§ TEXTAUSZUG:

------------------------------------

Interview

Bundeskanzler Olaf Scholz: „Man muss mit Putin reden“

Heute vor einem Jahr wurde Olaf Scholz als Bundeskanzler vereidigt, elf Wochen später war die Welt eine andere. Im Interview sagt Scholz, warum er zuversichtlich auf sein zweites Jahr als Regierungschef blickt

Lesedauer: 
Bundeskanzler Olaf Scholz am 5. Dezember im Bundeskanzleramt in Berlin. © Reto Klar/Funke Foto Services

Berlin. Herr Bundeskanzler, Sie haben nach längerer Zeit wieder mit Wladimir Putin telefoniert. Wie darf man sich so ein Gespräch vorstellen?

Olaf Scholz: Wir blicken natürlich aus völlig unterschiedlichen Perspektiven auf den Krieg und seine Ursachen. Ich bin aber überzeugt, dass man trotz dieser furchtbaren Situation miteinander reden muss. Damit Putin unseren Standpunkt auch immer wieder hört. Mir waren im letzten Gespräch zwei Punkte wichtig: Ich habe den Bombenterror auf ukrainische Städte und ihre Energie- und Wasserversorgung verurteilt, das verstößt klar gegen das Völkerrecht. Und ich habe Putin gefragt, wann Russland endlich bereit sei, seine Truppen aus der Ukraine zurückzuziehen. Anders könne es nicht zu einer fairen Verständigung kommen. Klar ist: Einen Diktatfrieden zu russischen Bedingungen darf es nicht geben.

Sehen Sie Bewegung im Kreml? Wächst die Bereitschaft zur Verständigung?

Scholz: Wir sehen, wie der Krieg mit unverminderter Brutalität fortgeführt wird. Verändert hat sich vorerst eines: Russland hat aufgehört, mit dem Einsatz von Atomwaffen zu drohen. Als Reaktion darauf, dass die internationale Gemeinschaft eine rote Linie markiert hat. Bei meinem Besuch in Peking haben der chinesische Präsident Xi und ich gemeinsam zum Ausdruck gebracht, dass Atomwaffen nicht eingesetzt werden dürfen. Kurz darauf haben die G-20-Staaten diese Haltung bekräftigt.

Ist die Gefahr einer atomaren Eskalation abgewendet?

Scholz: Für den Augenblick haben wir einen Pflock dagegen eingeschlagen.

------------------------------------

§ GEGEBENE ANGABEN:
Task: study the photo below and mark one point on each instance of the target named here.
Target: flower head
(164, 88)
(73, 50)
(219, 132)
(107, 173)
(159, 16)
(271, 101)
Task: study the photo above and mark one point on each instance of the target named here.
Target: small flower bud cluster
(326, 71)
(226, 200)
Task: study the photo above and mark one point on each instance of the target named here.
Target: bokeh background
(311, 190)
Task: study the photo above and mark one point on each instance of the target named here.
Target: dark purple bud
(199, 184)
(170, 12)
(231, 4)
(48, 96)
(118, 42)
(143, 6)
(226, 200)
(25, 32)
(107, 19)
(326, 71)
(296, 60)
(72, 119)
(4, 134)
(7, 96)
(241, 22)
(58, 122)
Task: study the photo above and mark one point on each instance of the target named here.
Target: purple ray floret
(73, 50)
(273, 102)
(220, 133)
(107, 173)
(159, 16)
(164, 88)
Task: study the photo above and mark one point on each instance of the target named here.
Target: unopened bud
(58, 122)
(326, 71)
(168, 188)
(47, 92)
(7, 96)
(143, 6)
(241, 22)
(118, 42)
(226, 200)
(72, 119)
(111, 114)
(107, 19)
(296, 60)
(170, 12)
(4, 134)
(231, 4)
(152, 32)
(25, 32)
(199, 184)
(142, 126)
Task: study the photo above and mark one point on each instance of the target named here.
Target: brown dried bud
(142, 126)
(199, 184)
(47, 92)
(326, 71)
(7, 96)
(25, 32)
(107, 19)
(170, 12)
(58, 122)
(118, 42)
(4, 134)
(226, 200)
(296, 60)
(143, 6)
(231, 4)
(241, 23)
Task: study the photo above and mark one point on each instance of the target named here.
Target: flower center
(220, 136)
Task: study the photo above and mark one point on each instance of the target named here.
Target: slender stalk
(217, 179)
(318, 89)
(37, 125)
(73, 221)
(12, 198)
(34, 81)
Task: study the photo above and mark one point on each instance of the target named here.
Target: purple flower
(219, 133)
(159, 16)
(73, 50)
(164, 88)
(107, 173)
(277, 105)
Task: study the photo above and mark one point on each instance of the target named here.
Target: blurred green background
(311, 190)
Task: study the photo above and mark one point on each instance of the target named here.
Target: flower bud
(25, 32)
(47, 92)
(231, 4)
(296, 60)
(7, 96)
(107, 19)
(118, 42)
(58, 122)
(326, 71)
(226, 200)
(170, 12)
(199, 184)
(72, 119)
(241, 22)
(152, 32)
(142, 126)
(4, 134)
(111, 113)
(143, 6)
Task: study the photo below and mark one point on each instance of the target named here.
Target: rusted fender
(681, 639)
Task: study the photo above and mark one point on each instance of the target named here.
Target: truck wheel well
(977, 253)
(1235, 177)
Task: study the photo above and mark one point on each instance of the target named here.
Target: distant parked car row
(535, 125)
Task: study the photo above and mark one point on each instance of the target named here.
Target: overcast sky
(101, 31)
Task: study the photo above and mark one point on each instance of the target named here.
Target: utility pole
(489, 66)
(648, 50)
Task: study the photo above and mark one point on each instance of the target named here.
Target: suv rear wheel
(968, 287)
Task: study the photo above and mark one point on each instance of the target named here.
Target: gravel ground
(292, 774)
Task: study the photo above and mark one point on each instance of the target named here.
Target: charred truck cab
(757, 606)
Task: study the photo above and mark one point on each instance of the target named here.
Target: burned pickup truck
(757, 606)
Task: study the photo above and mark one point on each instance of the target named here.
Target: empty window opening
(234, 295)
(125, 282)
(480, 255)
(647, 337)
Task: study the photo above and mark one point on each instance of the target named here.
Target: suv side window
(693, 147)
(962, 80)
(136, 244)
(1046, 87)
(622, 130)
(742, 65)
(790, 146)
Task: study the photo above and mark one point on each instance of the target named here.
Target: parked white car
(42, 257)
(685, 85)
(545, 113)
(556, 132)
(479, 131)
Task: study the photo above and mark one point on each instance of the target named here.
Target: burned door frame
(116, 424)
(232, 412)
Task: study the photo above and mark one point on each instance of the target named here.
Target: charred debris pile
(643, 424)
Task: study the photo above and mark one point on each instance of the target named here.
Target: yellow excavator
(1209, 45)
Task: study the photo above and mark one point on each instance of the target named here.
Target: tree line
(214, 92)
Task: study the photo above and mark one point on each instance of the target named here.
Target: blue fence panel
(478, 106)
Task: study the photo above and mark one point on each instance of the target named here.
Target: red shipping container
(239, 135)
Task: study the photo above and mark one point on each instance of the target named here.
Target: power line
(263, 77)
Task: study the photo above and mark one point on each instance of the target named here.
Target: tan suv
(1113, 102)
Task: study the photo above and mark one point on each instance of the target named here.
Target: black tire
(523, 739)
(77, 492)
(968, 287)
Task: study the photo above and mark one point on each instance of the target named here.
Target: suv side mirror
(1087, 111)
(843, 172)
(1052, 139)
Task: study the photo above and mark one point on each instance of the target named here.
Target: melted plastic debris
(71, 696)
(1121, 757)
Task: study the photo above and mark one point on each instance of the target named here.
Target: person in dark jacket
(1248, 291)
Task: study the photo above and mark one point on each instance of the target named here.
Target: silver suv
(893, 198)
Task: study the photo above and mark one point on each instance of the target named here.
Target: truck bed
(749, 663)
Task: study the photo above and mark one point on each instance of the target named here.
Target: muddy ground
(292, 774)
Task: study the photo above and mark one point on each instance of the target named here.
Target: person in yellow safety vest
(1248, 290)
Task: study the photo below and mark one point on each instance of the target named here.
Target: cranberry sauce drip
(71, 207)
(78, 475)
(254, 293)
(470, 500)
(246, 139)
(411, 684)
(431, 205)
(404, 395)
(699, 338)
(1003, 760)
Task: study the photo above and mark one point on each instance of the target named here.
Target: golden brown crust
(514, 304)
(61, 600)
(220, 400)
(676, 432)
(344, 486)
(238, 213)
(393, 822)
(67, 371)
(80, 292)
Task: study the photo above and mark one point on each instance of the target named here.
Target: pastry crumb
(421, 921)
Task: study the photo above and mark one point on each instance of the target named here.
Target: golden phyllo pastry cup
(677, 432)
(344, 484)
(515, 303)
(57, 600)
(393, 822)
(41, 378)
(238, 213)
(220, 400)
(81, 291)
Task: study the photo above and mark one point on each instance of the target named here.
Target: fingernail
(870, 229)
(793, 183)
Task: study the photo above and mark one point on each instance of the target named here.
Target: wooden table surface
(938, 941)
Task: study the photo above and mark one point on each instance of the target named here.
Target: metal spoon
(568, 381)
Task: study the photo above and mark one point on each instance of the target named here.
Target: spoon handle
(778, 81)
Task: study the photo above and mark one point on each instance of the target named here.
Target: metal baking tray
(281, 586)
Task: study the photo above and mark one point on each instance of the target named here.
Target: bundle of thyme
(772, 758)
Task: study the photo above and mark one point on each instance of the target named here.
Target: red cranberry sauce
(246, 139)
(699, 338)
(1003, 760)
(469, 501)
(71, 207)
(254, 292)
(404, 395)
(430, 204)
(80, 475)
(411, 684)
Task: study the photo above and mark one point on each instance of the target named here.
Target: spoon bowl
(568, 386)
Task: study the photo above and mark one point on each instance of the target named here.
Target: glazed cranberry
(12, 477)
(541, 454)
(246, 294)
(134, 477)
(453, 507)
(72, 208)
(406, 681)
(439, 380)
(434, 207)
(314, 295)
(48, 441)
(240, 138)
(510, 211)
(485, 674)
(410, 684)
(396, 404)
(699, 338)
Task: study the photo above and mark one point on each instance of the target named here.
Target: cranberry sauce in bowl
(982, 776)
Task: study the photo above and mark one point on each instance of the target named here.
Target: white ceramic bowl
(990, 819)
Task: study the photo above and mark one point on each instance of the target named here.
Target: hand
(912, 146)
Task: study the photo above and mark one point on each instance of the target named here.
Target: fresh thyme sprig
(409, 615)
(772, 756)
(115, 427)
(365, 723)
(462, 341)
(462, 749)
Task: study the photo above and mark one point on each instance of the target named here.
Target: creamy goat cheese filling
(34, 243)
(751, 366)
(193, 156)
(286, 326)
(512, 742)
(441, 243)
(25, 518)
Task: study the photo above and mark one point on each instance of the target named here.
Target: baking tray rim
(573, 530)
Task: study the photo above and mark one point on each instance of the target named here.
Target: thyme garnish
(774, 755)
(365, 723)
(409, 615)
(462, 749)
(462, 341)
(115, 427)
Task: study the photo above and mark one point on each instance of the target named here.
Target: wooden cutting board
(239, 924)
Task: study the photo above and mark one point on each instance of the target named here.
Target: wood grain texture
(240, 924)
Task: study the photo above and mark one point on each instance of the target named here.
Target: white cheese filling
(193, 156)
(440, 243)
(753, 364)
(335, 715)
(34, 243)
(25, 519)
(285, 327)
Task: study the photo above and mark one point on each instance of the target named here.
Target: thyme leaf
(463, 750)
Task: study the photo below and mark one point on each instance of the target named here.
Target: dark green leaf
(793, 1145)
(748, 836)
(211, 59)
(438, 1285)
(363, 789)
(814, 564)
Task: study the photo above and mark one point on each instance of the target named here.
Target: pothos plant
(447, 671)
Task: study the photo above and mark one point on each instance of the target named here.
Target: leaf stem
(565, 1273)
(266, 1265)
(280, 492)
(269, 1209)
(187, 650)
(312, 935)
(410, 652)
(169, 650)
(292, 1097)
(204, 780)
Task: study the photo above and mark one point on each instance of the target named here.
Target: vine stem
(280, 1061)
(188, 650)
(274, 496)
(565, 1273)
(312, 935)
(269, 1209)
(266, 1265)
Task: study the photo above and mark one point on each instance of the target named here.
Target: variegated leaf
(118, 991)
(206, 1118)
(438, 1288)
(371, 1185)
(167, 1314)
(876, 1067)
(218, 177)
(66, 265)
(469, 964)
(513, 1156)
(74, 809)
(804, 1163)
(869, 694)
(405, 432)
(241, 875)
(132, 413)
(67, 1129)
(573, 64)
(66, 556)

------------------------------------

§ AUFGABEN:
[A] Fasse den Absatz im Interview mit Olaf Scholz, der mit „Wir sehen, wie der Krieg“ beginnt, als kurze Stichpunktliste zusammen und behalte dabei die wesentlichen Fakten bei.
[B] Führe das Interview mit Olaf Scholz nach dem letzten Satz fort.
Die Zeilen sind eigenständiges Material und gehören nicht zum Textauszug.

§ LÖSUNGEN:
[A]
- Der Krieg wird mit unverminderter Brutalität fortgeführt.
- Russland droht nicht mehr mit dem Einsatz von Atomwaffen, nachdem die internationale Gemeinschaft eine rote Linie markiert hat.
- In Peking erklärten Scholz und der chinesische Präsident Xi gemeinsam, dass Atomwaffen nicht eingesetzt werden dürfen.
- Kurz darauf bekräftigten die G-20-Staaten diese Haltung.

[B]
Frankreichs Präsident Macron ist der Meinung, Russland brauche „Sicherheitsgarantien“. Unterstützen Sie das?

Scholz: Vordringlich geht es jetzt darum, dass Russland den Krieg sofort beendet und die Truppen zurückzieht. Richtig ist, dass es dann um die Frage geht, wie wir Sicherheit für Europa erreichen können. Natürlich sind wir bereit, mit Russland über Rüstungskontrolle in Europa zu sprechen. Das haben wir schon vor dem Krieg angeboten, und an dieser Position hat sich nichts geändert.

Olaf Scholz - steile Karriere

  • Olaf Scholz (64) ist seit Dezember 2021 Bundeskanzler. Vorher war er Finanzminister und Vizekanzler unter Kanzlerin Angela Merkel (ab März 2018), davor Erster Bürgermeister von Hamburg (ab März 2011).
  • Das erste Bundestagsmandat erhielt er 1998. Von 2007 bis 2009 war er Bundesminister für Arbeit und Soziales. Zwischen Februar und April 2018 leitete Scholz die SPD kommissarisch. Bei der Wahl zum Parteichef 2019 unterlag er mit Co-Kandidatin Klara Geywitz.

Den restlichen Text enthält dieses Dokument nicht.